### WHAT TO PRODUCE
Can you write out all of the material below, word for word?

==== ROWS ====

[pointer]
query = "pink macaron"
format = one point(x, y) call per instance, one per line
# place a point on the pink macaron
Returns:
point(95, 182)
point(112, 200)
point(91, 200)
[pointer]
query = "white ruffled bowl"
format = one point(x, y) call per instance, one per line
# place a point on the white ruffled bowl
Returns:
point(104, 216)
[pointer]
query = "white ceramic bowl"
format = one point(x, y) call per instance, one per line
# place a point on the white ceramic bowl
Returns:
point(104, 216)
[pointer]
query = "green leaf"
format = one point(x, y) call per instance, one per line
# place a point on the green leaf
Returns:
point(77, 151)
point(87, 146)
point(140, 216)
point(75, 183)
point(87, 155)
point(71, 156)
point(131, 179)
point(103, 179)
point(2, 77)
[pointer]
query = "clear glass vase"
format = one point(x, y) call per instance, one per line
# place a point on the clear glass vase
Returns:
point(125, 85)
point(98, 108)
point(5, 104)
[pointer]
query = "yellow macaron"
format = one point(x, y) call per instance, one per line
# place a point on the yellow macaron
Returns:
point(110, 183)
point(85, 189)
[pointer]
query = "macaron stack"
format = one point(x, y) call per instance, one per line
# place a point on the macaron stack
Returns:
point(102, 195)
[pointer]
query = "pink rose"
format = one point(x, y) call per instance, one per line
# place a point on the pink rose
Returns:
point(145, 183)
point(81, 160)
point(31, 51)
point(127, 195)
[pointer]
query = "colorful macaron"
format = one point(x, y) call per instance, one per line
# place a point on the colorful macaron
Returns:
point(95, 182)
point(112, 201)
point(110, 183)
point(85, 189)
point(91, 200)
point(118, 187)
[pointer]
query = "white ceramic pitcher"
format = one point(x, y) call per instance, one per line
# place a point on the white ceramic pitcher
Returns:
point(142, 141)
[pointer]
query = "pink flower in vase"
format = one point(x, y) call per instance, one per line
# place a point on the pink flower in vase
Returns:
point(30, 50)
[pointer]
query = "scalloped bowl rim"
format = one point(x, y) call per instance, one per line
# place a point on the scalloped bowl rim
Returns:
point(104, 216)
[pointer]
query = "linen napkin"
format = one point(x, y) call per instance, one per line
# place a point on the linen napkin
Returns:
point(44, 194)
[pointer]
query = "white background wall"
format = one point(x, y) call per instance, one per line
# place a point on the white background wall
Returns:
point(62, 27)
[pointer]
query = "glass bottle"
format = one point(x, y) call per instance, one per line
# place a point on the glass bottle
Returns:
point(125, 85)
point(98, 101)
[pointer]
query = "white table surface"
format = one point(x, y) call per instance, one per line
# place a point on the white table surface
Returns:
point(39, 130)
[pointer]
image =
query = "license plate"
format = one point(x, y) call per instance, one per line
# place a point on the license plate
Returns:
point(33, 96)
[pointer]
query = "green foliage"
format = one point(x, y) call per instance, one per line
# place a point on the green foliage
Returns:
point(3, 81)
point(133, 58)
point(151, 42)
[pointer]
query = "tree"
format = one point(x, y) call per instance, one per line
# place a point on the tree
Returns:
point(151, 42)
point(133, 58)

====

### TASK RESPONSE
[pointer]
query = "pink macaron"
format = one point(x, y) call per instance, one per line
# place a point on the pink macaron
Returns:
point(95, 182)
point(112, 200)
point(91, 200)
[pointer]
query = "white ruffled bowl"
format = one point(x, y) call per instance, one per line
# place a point on the white ruffled bowl
Returns:
point(104, 216)
[pointer]
query = "white ceramic bowl"
format = one point(x, y) call per instance, one per line
# place a point on the white ceramic bowl
Returns:
point(104, 216)
[pointer]
query = "green leaf"
format = one point(x, y) call per instance, one per line
# place a point on the green leaf
Returns:
point(77, 151)
point(87, 146)
point(140, 216)
point(75, 183)
point(87, 155)
point(71, 156)
point(131, 179)
point(103, 179)
point(2, 77)
[pointer]
query = "clear glass vase"
format = one point(x, y) call per instance, one per line
# place a point on the clear glass vase
Returns:
point(125, 85)
point(98, 108)
point(5, 104)
[pointer]
query = "yellow macaron"
format = one point(x, y) call per instance, one per line
# place a point on the yellow macaron
Returns:
point(110, 183)
point(85, 189)
[pointer]
query = "macaron stack"
format = one point(x, y) call per instance, one per line
# place a point on the macaron stack
Returns:
point(102, 195)
[pointer]
query = "pink rose"
format = one point(x, y) call per instance, one per line
# place a point on the pink rose
Returns:
point(145, 183)
point(81, 160)
point(31, 51)
point(127, 195)
[pointer]
query = "colorful macaron"
format = one point(x, y) call per instance, one per line
# place a point on the colorful macaron
Returns:
point(95, 182)
point(112, 201)
point(110, 183)
point(85, 189)
point(91, 200)
point(118, 187)
[pointer]
query = "white ceramic pitcher"
format = one point(x, y) call per instance, one per line
# place a point on the white ceramic pitcher
Returns:
point(142, 141)
[pointer]
query = "pink flower in vase"
format = one point(x, y) call per instance, one per line
# place a point on the pink flower in vase
Returns:
point(30, 50)
[pointer]
query = "scalloped bowl rim"
format = one point(x, y) call per instance, one per line
# place a point on the scalloped bowl rim
Returns:
point(104, 216)
[pointer]
query = "linen napkin"
format = one point(x, y) call per instance, one per line
# place a point on the linen napkin
Returns:
point(44, 194)
[pointer]
query = "white background wall"
format = one point(x, y) call per instance, one per line
# place a point on the white background wall
Returns:
point(62, 27)
[pointer]
query = "glass bottle"
format = one point(x, y) call per instance, one per line
# place a point on the glass bottle
Returns:
point(125, 85)
point(98, 101)
[pointer]
query = "white table surface"
format = one point(x, y) call per instance, one per line
# place a point on the white table surface
Returns:
point(39, 130)
[pointer]
image =
query = "license plate"
format = one point(x, y) call per instance, one per line
# place a point on the license plate
Returns:
point(33, 96)
[pointer]
query = "green foliage"
format = one point(x, y) call per instance, one per line
# place a point on the green foliage
Returns:
point(3, 81)
point(133, 58)
point(151, 42)
[pointer]
query = "tree"
format = one point(x, y) call per instance, one per line
# place a point on the tree
Returns:
point(151, 42)
point(133, 58)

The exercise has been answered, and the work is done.